__Documento de origem__
************
# Hay o Tiene



## Vilivi

Qual a diferença de Tiene e Hay???
Gracias,
Vivi


----------



## Vanda

Talvez tem e há.


----------



## Outsider

_Tiene_ indica posse. _Hay_ indica existência.


----------



## WhoSoyEu

Vivi: a mesma diferença que há em português entre os verbos "ter" e "haver".


----------



## maria64maria64

Vivi, cuidado con eso, en Brasil se utiliza mucho "tem" quando em português de Portugal se diz "há". Cuál es la frase, a ver si te puedo ayudar?


----------



## wally_wanalejo

Tener=Poseer algo 

tengo dos juguetes

Los jardines tienes flores=los jardines poseen flores


Haber=existir 

En esta calle hay un chico =en esta calee existe un chico 


habían personas de todos los colores


 
tenían personas de todos los colores


*Nunca* usamos el tener para existir como es usado en el portugués,diferente del portugués sólo lo usamos para poseer algo.

Y ojo no confundas el hay impersonal con el ha personal que son totalmente diferentes pero del mismo verbo HABER.

Ojalá te tenga ayudado salu2 y suerte



PD: Y para aprenderlo haz como yo: sustituye el tener por poseer y haber por existir verás como te aclarará


----------



## Sereiatranslator

Ter: posse
Haver: existência


----------



## vf2000

Se ajuda em algo, em espanhol só se usa HAVER como verbo auxiliar, enquanto no Brasil preferimos o verbo "TER".
AXÉ


----------



## dexterciyo

wally_wanalejo said:


> Tener=Poseer algo
> 
> tengo dos juguetes
> 
> Los jardines tiene*n* flores=los jardines poseen flores
> 
> 
> Haber=existir
> 
> En esta calle hay un chico =en esta cal*l*e existe un chico
> 
> 
> habían *había* personas de todos los colores
> 
> 
> 
> tenían personas de todos los colores
> 
> 
> *Nunca* usamos el tener para existir como es usado en el portugués,diferente del portugués sólo lo usamos para poseer algo.
> 
> Y ojo no confundas el hay impersonal con el ha personal que son totalmente diferentes pero del mismo verbo HABER.
> 
> Ojalá te tenga *haya* ayudado. Saludos y suerte.
> 
> 
> 
> PD: Y para aprenderlo haz como yo: sustituye el tener por poseer y haber por existir verás como te aclarará





vf2000 said:


> Se ajuda em algo, em espanhol só se usa HAVER como verbo auxiliar, enquanto no Brasil preferimos o verbo "TER".
************
__Tarefas a realizar__
(a) Responda com base no tópico sobre hay e tiene:
(i) Segundo Outsider, o que indica "tiene"?
(ii) De acordo com vf2000, em espanhol o verbo HAVER só é usado como quê?
(iii) No PD de wally_wanalejo, qual verbo deve substituir "haber"?
(b) Escreva a próxima parte do tópico sobre hay e tiene, começando logo após o último trecho mostrado.

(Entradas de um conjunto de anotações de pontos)
************
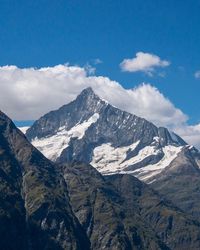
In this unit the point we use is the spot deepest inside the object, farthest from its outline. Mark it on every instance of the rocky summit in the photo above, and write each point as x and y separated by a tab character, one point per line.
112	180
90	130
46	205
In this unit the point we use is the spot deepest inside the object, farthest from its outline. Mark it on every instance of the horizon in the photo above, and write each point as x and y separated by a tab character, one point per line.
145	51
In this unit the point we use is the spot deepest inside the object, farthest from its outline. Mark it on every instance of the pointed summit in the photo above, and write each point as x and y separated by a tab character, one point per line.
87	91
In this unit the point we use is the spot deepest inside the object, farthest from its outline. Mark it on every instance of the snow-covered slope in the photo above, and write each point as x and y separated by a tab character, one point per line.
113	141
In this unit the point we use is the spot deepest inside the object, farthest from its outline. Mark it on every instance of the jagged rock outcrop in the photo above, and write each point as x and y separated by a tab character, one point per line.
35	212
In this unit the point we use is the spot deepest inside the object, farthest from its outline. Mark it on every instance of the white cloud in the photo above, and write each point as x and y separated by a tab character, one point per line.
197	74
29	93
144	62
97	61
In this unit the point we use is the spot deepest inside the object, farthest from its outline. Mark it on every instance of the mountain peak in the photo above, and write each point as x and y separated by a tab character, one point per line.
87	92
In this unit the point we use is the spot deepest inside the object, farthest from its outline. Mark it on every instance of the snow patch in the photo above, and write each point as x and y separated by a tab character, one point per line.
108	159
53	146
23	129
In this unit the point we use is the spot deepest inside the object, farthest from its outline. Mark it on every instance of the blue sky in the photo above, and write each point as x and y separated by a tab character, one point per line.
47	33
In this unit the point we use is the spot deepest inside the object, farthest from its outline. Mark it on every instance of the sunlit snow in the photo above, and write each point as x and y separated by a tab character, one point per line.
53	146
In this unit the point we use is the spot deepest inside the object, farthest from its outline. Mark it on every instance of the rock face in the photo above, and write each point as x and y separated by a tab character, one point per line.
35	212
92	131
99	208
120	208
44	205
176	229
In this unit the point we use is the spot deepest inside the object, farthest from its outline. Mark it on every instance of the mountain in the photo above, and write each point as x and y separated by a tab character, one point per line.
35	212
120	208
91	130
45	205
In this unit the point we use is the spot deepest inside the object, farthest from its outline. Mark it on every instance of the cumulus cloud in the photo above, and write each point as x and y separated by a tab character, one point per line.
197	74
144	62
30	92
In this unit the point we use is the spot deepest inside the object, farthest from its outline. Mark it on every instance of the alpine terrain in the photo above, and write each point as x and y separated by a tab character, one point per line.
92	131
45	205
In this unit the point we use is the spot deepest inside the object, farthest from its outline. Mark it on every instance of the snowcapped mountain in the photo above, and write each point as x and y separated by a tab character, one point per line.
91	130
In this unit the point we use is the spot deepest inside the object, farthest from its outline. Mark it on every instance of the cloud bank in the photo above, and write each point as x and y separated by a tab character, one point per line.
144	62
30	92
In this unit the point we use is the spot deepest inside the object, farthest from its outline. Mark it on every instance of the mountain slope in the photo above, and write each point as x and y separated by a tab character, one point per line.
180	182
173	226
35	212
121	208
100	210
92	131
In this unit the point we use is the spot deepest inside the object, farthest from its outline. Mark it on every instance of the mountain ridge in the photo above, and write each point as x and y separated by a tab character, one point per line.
************
__Respostas do exercício__
(a)
(i) Posse.
(ii) Como verbo auxiliar.
(iii) "Existir".

(b)
> AXÉ



Também usa-se o verbo _ter_ como auxiliar, ainda noutras situações mais específicas.

_Te *tengo* dicho que no salgas_ = _Te he dicho que no salgas_


----------



## wally_wanalejo

dexterciyo said:


> Também usa-se o verbo _ter_ como auxiliar, ainda noutras situações mais específicas.
> 
> _Te *tengo* dicho que no salgas_ = _Te he dicho que no salgas_


 


¿Da igual usar el tener como haber en casos así ?


Pero me suena como si ya me viniera hace mucho dándome consejos para que no saliera...y el te he dicho me dijiste sólo una vez esto me parece ...


Y es correcto usar también: 

Le tengo aconsejado =/= le he aconsejado 
a mí me suena diferente pues le tengo aconsejado (no es de hoy )

le he aconsejado( ya lo he aconsejado una sola vez).


----------



## Carfer

wally_wanalejo said:


> *Nunca* usamos el tener para existir como es usado en el portugués *de Brasil*, diferente del portugués *de Brasil *sólo lo usamos para poseer algo.


----------



## vf2000

Como assim, Carfer, poderia dar algum exemplo?
Depois do "Ai Jesus", as portuguesas dizem "há uma barata ali" em vez de "tem uma barata ali"???


----------



## maria64maria64

As portuguesas, depois de dizer Ai, Jesus, não passam a "possuir" a barata... simplesmente, constatam que elas existem (embora neste caso nem devessem!).
Ajudei?


----------



## Carfer

vf2000 said:


> Como assim, Carfer, poderia dar algum exemplo?
> Depois do "Ai Jesus", as portuguesas dizem "há uma barata ali" em vez de "tem uma barata ali"???


 
Nem mais. Aqui não se usa '_ter_' no sentido de '_existir_'. Se alguém dissesse isso na minha frente, a minha primeira interpretação seria a de que me estava a dizer que eu tinha ali uma barata.

No geral as diferenças de uso de '_haber/haver_' e '_tener/ter_' no espanhol e no português de Portugal são escassas. Olhando para as acepções de '_tener_' no DRAE, só umas poucas não têm correspondência directa no português de Portugal.

Sobre o tema veja:  
http://ciberduvidas.pt/pergunta.php?id=22827
http://ciberduvidas.pt/pergunta.php?id=22981


----------



## Alentugano

vf2000 said:


> Como assim, Carfer, poderia dar algum exemplo?
> Depois do "Ai Jesus", as portuguesas dizem "há uma barata ali" em vez de "tem uma barata ali"???



O mais normal seria você ouvir dizer: "(depois de um grito de pânico) Está ali uma barata!!!!"


----------



## vf2000

maria64maria64 said:


> As portuguesas, depois de dizer Ai, Jesus, não passam a "possuir" a barata... simplesmente, constatam que elas existem (embora neste caso nem devessem!).
> Ajudei?


Oi, Maria, obrigada pela resposta
No "meu" idioma, as portuguesas só possuiriam a barata se dissessem, depois do "ai Jesus", _*tenho *_uma barata.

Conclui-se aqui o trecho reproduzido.